▶ [Esercizi proposti]
1: Secondo il testo sul pagamento in contanti, qual è il limite previsto per i pagamenti in contanti nel 2021?
2: Ricopia dal testo sul pagamento in contanti il passo che va da "Per combattere l’evasione" fino a "per il 2022." compreso.

▶ [Testo fornito]
##########
Pagamento in contanti: limiti e regole per il 2021

Per combattere l’evasione fiscale in Italia negli ultimi anni, sono state adottate diverse misure. Tra queste le più importanti sono sicuramente quelle legate all’adozione della fatturazione elettronica  e dei corrispettivi telematici. Va ricordato però che questi mezzi sono stati posti in essere per incentivare i pagamenti tracciati e disincentivare il pagamento in contanti. Questo rimane sempre possibile, ma sono stati fissati dei limiti e delle modalità precise, per arginare il fenomeno. Infatti anche per questo 2021 il limite previsto per i pagamenti in contanti è pari a 2000 €, anche se è già in corso l’approvazione per una maggiore restrizione per il 2022.
##########
▶ [Dati forniti]
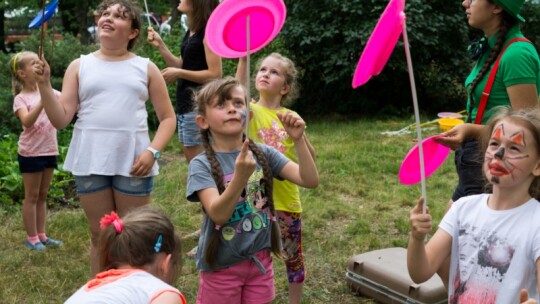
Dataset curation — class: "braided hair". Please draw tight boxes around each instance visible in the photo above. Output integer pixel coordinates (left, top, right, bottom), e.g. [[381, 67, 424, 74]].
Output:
[[481, 106, 540, 200], [469, 7, 517, 110], [194, 77, 281, 267]]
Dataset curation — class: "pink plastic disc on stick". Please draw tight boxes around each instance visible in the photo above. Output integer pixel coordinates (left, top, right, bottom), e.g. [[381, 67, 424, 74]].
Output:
[[399, 135, 450, 185], [206, 0, 286, 58], [352, 0, 405, 88]]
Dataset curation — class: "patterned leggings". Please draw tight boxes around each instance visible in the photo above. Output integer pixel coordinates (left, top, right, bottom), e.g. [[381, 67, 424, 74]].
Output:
[[277, 210, 305, 283]]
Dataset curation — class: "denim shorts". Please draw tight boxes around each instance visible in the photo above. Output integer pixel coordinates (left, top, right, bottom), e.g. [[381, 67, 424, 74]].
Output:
[[75, 175, 154, 196], [17, 154, 58, 173], [452, 140, 487, 202], [176, 111, 202, 147]]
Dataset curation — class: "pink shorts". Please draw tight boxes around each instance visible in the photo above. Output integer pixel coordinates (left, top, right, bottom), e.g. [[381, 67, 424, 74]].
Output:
[[197, 249, 275, 304]]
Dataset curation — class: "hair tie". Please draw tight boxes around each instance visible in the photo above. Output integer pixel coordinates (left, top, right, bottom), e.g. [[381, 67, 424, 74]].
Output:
[[154, 233, 163, 253], [12, 52, 21, 73], [99, 211, 124, 233], [467, 37, 488, 60]]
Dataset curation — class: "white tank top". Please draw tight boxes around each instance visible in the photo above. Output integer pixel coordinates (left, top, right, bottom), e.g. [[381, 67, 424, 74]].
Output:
[[64, 54, 158, 176], [64, 269, 186, 304]]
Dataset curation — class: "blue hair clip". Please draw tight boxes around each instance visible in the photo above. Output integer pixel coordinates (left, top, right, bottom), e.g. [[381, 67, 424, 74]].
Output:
[[154, 234, 163, 253]]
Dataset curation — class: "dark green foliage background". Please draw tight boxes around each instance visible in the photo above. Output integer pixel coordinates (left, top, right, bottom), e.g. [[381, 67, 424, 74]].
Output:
[[279, 0, 540, 116]]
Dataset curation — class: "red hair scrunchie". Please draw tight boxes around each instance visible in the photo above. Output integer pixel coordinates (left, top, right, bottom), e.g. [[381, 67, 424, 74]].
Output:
[[99, 211, 124, 233]]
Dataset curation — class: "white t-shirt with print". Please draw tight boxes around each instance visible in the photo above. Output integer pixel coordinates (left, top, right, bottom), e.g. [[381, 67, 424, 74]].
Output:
[[439, 194, 540, 304]]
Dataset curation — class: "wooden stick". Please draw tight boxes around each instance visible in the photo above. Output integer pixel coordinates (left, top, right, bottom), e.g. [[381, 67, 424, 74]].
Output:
[[38, 0, 45, 59]]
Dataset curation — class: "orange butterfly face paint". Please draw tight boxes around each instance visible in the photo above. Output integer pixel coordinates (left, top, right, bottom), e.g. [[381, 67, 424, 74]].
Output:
[[484, 120, 531, 184]]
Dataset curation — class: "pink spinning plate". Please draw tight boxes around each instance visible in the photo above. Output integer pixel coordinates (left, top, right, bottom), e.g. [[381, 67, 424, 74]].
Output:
[[352, 0, 405, 88], [399, 135, 450, 185], [206, 0, 287, 58]]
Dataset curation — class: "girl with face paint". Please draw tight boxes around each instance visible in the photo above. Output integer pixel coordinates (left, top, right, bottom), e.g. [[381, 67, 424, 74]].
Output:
[[407, 109, 540, 303]]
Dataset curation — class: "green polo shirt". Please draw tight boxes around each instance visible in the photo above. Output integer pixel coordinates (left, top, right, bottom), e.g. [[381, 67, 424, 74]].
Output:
[[465, 24, 540, 124]]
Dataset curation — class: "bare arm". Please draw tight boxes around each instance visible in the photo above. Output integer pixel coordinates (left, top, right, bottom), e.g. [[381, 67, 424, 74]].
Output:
[[130, 61, 176, 176], [151, 291, 185, 304], [197, 140, 256, 225], [15, 102, 43, 128], [146, 27, 182, 68], [304, 132, 317, 161], [435, 123, 486, 150], [407, 198, 452, 284], [162, 39, 223, 84], [148, 62, 176, 150], [278, 112, 319, 188], [33, 59, 79, 130], [435, 84, 538, 149]]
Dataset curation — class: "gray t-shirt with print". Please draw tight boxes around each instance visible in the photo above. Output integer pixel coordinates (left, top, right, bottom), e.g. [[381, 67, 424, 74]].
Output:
[[186, 144, 289, 271]]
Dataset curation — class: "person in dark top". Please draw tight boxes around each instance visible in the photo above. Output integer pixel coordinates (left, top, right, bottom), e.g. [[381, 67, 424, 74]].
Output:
[[147, 0, 223, 163]]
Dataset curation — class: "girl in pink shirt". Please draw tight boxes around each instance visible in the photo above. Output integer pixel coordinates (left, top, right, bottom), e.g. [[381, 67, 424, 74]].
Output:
[[9, 52, 62, 251]]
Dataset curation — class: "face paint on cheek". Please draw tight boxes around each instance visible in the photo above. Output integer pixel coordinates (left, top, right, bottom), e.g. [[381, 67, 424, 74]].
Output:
[[494, 147, 504, 159]]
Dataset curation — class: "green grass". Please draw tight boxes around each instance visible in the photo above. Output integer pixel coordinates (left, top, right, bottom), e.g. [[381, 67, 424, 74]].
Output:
[[0, 120, 456, 304]]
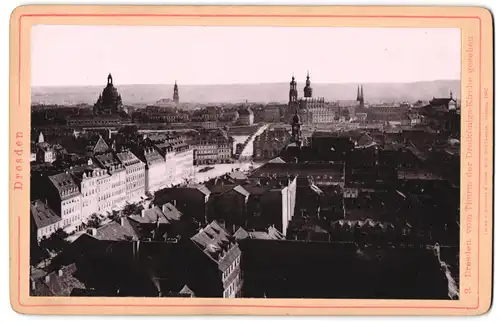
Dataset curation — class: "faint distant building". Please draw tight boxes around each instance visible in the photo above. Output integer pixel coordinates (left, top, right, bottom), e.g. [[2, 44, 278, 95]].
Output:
[[429, 91, 457, 111], [34, 132, 57, 163], [253, 127, 291, 160], [172, 81, 179, 104], [263, 104, 286, 122], [94, 74, 123, 115], [238, 107, 254, 126], [285, 72, 337, 125], [30, 200, 63, 241]]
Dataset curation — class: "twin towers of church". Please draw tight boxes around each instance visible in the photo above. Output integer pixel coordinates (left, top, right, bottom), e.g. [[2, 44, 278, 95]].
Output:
[[288, 72, 365, 107]]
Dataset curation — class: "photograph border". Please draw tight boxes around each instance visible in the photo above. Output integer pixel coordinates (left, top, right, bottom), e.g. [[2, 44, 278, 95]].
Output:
[[9, 6, 493, 315]]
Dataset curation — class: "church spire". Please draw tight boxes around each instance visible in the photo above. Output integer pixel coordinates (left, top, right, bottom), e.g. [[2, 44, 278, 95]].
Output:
[[288, 73, 297, 102], [173, 80, 179, 103], [304, 71, 312, 98], [358, 85, 365, 108], [291, 109, 302, 146]]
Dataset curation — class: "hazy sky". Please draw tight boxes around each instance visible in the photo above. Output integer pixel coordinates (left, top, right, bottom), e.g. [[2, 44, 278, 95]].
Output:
[[31, 25, 460, 86]]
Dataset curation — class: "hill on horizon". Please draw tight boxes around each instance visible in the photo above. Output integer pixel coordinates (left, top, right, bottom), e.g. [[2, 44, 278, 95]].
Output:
[[31, 80, 460, 105]]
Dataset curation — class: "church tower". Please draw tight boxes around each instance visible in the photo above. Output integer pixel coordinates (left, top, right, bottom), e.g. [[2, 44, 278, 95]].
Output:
[[288, 76, 298, 102], [173, 81, 179, 103], [304, 71, 312, 98], [291, 110, 302, 146]]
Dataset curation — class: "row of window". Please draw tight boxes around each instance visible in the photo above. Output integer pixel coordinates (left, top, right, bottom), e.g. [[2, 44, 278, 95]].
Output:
[[222, 255, 241, 281], [224, 275, 240, 298]]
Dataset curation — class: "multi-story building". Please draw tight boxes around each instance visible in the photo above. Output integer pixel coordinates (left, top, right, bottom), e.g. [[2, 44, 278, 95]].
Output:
[[116, 151, 146, 200], [154, 142, 176, 187], [45, 172, 82, 231], [238, 107, 254, 126], [191, 221, 243, 298], [95, 153, 127, 207], [70, 159, 112, 222], [147, 134, 194, 186], [167, 138, 194, 184], [210, 176, 297, 235], [263, 103, 286, 122], [30, 200, 62, 241], [192, 130, 233, 165], [137, 147, 167, 192], [253, 127, 291, 160]]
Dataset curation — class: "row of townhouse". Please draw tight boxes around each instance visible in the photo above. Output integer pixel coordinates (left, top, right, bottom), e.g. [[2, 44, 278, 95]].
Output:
[[31, 138, 193, 240]]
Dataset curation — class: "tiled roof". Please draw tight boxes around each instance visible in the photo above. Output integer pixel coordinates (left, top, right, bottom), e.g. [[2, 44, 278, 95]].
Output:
[[162, 203, 182, 221], [93, 218, 138, 241], [30, 200, 61, 229], [116, 151, 142, 167], [233, 185, 250, 197], [130, 206, 169, 224], [191, 221, 241, 271], [31, 263, 85, 296], [95, 153, 125, 173], [49, 173, 80, 198]]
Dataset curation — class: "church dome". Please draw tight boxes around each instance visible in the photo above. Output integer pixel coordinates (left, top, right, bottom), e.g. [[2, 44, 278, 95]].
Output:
[[292, 113, 300, 124], [95, 74, 122, 114]]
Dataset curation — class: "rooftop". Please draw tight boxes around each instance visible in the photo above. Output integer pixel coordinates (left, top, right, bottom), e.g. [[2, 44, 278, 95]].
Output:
[[30, 200, 61, 229]]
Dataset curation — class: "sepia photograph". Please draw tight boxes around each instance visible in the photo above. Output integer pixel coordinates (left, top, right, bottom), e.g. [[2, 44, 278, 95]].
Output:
[[29, 24, 460, 302]]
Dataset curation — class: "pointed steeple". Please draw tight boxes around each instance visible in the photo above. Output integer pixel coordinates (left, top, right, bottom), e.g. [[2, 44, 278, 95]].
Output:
[[38, 132, 45, 144], [173, 80, 179, 103], [304, 71, 312, 98], [288, 73, 297, 102]]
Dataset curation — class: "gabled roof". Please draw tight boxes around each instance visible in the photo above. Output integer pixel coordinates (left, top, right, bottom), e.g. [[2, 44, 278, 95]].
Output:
[[130, 206, 170, 224], [31, 263, 85, 296], [48, 173, 80, 199], [269, 157, 286, 164], [227, 170, 248, 180], [30, 200, 61, 229], [191, 221, 241, 271], [233, 185, 250, 197], [93, 218, 139, 241]]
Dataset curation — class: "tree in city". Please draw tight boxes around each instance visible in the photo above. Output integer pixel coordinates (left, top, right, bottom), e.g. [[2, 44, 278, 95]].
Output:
[[40, 228, 69, 253], [87, 213, 101, 228], [109, 210, 121, 222]]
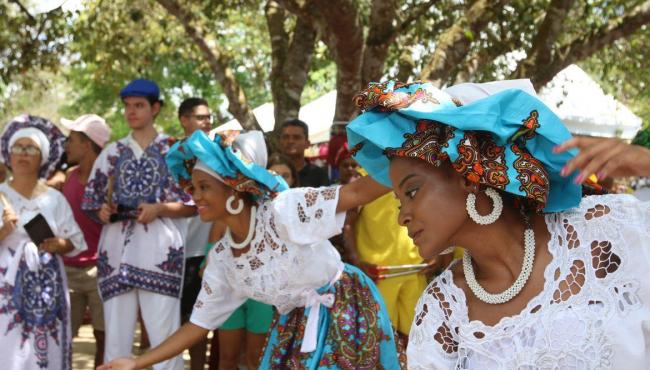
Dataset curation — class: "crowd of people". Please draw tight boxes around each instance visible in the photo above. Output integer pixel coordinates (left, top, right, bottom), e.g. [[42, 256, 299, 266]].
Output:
[[0, 79, 650, 370]]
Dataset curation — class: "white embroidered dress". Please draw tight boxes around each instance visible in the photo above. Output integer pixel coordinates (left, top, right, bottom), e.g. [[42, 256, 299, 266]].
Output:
[[408, 195, 650, 370], [0, 183, 87, 370], [190, 187, 345, 329]]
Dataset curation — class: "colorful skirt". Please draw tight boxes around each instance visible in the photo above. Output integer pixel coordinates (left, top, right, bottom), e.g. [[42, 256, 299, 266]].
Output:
[[259, 264, 405, 370], [0, 250, 72, 370]]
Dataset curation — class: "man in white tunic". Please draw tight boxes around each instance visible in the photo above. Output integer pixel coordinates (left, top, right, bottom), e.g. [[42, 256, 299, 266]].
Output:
[[82, 80, 195, 369]]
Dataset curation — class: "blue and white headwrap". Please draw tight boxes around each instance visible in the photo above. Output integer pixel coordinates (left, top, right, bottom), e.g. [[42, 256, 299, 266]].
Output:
[[347, 81, 582, 212], [165, 130, 289, 201]]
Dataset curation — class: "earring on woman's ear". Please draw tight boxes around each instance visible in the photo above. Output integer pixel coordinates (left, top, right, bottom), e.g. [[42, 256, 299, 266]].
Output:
[[226, 194, 244, 215], [465, 188, 503, 225]]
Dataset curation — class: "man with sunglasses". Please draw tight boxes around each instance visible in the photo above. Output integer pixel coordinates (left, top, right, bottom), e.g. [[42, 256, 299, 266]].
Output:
[[61, 114, 111, 367], [178, 98, 217, 370], [82, 79, 196, 370]]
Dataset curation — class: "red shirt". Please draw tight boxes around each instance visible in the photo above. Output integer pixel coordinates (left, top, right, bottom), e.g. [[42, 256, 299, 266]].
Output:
[[63, 168, 102, 267]]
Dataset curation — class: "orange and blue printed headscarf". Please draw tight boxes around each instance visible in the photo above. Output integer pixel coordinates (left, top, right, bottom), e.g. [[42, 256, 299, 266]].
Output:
[[347, 81, 582, 212], [165, 130, 289, 202]]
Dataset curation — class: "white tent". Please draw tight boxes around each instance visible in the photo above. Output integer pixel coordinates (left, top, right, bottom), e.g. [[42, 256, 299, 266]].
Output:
[[215, 90, 336, 144], [539, 64, 641, 139], [216, 64, 641, 144]]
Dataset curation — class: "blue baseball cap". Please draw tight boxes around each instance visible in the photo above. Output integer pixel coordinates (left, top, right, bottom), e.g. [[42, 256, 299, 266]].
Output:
[[120, 78, 160, 101]]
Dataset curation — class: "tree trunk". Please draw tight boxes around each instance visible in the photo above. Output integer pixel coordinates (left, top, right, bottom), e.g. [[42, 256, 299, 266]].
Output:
[[511, 0, 575, 78], [530, 1, 650, 89], [361, 0, 397, 87], [420, 0, 508, 85], [157, 0, 261, 130]]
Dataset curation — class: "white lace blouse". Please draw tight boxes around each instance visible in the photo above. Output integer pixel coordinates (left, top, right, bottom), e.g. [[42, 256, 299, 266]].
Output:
[[190, 187, 345, 329], [407, 195, 650, 370]]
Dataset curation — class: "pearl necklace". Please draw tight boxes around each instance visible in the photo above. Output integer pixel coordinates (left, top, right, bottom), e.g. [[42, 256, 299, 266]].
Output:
[[463, 228, 535, 304], [226, 206, 256, 249]]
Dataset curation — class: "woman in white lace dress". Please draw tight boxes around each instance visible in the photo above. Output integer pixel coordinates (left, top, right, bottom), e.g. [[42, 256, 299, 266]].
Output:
[[100, 131, 402, 370], [0, 115, 87, 370], [348, 81, 650, 369]]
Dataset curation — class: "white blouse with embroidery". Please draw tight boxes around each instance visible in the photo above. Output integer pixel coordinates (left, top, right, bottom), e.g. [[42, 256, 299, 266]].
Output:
[[407, 195, 650, 370], [190, 187, 345, 329]]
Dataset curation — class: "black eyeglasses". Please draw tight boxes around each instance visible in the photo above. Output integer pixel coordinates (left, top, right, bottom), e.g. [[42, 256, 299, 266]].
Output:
[[187, 114, 212, 122]]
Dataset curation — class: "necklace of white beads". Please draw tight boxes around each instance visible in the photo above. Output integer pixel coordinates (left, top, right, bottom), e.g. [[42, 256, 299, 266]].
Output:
[[463, 215, 535, 304]]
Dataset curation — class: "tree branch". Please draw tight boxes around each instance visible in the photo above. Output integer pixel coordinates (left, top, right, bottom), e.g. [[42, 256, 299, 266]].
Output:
[[389, 0, 439, 43], [420, 0, 508, 85], [530, 1, 650, 88], [157, 0, 261, 130], [512, 0, 575, 78]]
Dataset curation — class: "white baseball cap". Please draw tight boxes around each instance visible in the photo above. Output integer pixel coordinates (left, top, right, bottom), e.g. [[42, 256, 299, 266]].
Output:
[[61, 114, 111, 148]]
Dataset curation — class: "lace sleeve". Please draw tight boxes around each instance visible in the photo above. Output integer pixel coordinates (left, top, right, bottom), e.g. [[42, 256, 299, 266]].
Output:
[[407, 270, 458, 370], [81, 143, 117, 222], [272, 186, 345, 245], [52, 191, 88, 257], [190, 249, 246, 330]]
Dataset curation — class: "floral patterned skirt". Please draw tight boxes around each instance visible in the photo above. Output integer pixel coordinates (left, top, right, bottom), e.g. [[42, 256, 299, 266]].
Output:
##########
▶ [Esercizio svolto]
1: Il limite è pari a 2000 €.

2:
Per combattere l’evasione fiscale in Italia negli ultimi anni, sono state adottate diverse misure. Tra queste le più importanti sono sicuramente quelle legate all’adozione della fatturazione elettronica  e dei corrispettivi telematici. Va ricordato però che questi mezzi sono stati posti in essere per incentivare i pagamenti tracciati e disincentivare il pagamento in contanti. Questo rimane sempre possibile, ma sono stati fissati dei limiti e delle modalità precise, per arginare il fenomeno. Infatti anche per questo 2021 il limite previsto per i pagamenti in contanti è pari a 2000 €, anche se è già in corso l’approvazione per una maggiore restrizione per il 2022.